- [Task to complete] Return each line below that contains the string "entrance", copied unchanged.

■ ■ ■ ■

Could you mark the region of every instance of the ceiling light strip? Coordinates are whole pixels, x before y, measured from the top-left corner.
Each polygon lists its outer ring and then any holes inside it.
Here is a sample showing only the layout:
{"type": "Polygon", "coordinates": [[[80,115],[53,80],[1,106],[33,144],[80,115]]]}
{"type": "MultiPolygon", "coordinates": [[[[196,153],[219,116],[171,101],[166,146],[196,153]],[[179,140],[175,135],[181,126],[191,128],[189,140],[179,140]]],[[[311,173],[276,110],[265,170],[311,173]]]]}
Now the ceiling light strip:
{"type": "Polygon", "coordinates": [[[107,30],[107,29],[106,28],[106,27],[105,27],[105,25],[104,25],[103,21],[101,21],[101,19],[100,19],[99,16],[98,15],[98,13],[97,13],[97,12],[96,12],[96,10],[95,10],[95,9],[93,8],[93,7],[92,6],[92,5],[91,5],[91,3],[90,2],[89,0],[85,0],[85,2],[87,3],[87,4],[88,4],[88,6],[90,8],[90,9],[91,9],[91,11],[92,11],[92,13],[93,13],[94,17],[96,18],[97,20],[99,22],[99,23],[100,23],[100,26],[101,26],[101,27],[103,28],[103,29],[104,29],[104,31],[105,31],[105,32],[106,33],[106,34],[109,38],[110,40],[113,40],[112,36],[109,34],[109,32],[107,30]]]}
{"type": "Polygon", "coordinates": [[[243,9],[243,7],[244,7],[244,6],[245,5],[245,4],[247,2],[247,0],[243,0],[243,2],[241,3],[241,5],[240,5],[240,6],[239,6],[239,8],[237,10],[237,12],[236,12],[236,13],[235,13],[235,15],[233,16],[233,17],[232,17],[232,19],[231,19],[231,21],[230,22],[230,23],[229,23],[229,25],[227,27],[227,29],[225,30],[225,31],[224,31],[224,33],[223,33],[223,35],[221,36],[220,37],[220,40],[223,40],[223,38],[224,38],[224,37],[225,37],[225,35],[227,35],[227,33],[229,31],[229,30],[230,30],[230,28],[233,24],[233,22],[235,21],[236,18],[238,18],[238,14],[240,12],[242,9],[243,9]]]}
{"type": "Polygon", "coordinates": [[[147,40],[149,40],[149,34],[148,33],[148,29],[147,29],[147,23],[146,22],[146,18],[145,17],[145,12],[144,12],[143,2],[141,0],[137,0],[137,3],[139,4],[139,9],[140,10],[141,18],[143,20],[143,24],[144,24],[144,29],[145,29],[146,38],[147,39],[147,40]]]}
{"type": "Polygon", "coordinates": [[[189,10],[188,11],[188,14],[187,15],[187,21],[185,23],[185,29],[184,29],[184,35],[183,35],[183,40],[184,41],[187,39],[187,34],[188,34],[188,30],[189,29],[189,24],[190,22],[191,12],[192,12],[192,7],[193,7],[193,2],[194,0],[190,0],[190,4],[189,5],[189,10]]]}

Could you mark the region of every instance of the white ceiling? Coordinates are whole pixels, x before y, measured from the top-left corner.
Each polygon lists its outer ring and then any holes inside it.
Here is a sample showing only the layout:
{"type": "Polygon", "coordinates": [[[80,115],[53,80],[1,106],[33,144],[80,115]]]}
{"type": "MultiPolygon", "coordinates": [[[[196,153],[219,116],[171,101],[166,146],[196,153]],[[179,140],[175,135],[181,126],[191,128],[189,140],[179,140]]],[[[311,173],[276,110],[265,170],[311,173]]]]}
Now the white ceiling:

■ ■ ■ ■

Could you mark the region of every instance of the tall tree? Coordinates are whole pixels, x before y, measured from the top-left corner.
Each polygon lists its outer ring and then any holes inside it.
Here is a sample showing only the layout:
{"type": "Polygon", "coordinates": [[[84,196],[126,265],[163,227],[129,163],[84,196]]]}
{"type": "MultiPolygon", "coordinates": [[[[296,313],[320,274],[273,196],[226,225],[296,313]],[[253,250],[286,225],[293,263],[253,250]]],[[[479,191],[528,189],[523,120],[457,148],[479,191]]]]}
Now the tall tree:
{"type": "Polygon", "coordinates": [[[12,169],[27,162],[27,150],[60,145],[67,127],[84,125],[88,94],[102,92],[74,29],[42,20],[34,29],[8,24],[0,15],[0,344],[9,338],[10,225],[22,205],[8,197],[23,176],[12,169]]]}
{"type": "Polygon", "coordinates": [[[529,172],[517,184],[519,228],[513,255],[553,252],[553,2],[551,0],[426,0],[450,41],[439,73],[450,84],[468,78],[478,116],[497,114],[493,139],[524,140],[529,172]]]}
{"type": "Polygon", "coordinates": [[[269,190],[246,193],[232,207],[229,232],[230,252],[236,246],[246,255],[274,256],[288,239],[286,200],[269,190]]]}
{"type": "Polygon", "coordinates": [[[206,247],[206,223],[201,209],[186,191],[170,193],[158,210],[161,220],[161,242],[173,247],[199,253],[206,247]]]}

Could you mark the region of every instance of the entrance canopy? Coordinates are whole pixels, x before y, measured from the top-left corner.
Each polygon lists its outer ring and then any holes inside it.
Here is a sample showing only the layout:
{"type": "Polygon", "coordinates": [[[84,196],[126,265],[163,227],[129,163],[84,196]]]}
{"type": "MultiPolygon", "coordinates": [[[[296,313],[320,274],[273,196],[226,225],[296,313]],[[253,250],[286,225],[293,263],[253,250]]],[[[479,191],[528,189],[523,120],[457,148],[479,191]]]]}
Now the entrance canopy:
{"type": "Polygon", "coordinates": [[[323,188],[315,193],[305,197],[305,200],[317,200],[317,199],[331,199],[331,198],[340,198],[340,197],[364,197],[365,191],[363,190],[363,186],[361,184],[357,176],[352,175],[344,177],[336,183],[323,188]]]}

■ ■ ■ ■

- [The output]
Could you mark the region of every instance of the entrance canopy? Coordinates are whole pixels, x before y, measured from the top-left corner.
Now the entrance canopy:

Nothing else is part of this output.